▶ _Dataset extract_
● ● ● ● ●

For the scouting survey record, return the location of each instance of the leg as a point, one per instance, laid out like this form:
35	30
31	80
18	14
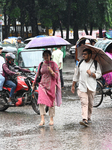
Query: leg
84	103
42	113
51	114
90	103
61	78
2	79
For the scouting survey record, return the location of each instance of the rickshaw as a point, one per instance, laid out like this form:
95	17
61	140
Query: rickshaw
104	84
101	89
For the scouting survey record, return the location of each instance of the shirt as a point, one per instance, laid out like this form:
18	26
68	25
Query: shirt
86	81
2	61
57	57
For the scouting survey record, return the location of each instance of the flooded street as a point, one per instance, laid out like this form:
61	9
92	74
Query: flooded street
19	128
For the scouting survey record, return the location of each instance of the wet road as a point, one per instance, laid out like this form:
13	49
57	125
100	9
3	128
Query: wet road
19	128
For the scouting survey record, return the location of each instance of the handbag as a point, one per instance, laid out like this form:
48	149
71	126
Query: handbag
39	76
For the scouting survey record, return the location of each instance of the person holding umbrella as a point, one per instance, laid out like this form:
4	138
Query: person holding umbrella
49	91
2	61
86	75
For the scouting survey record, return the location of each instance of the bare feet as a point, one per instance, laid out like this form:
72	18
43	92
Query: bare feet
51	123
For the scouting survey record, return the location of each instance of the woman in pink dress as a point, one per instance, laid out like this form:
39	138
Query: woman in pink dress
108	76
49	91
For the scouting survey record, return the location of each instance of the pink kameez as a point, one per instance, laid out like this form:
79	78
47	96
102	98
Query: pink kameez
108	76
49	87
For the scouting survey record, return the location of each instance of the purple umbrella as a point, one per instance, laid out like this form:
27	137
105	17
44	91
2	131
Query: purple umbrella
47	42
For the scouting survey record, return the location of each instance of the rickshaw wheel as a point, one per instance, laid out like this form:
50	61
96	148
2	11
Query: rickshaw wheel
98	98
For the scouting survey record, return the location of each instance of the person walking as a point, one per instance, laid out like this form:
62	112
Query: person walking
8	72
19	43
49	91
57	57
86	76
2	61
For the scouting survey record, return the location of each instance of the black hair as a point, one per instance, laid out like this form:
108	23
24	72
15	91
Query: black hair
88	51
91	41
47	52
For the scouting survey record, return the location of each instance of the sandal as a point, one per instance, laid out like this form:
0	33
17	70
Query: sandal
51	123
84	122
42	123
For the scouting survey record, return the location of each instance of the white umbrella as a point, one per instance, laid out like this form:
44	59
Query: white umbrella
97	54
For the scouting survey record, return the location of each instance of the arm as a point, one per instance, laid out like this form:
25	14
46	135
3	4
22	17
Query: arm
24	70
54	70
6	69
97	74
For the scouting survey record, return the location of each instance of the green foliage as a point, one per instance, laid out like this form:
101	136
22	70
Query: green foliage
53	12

● ● ● ● ●

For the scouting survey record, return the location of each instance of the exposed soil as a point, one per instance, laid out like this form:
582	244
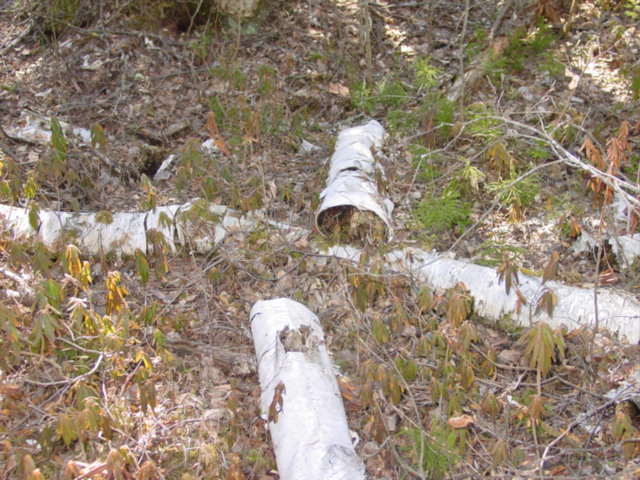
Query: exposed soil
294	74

● ● ● ● ●

▶ _Exercise objective_
Pick out each line in the data above that contains the word "person", matching case exactly, and copy those lines in full.

▶ _Solution to this problem_
For the scouting survey record, return the location of each instance of the person holding umbrella as a point, one per instance, laid out like this form:
Query: person holding umbrella
For the scouting survey record, return the location of each instance of the person walking as a point, one per instance, laid out like this form:
Query: person walking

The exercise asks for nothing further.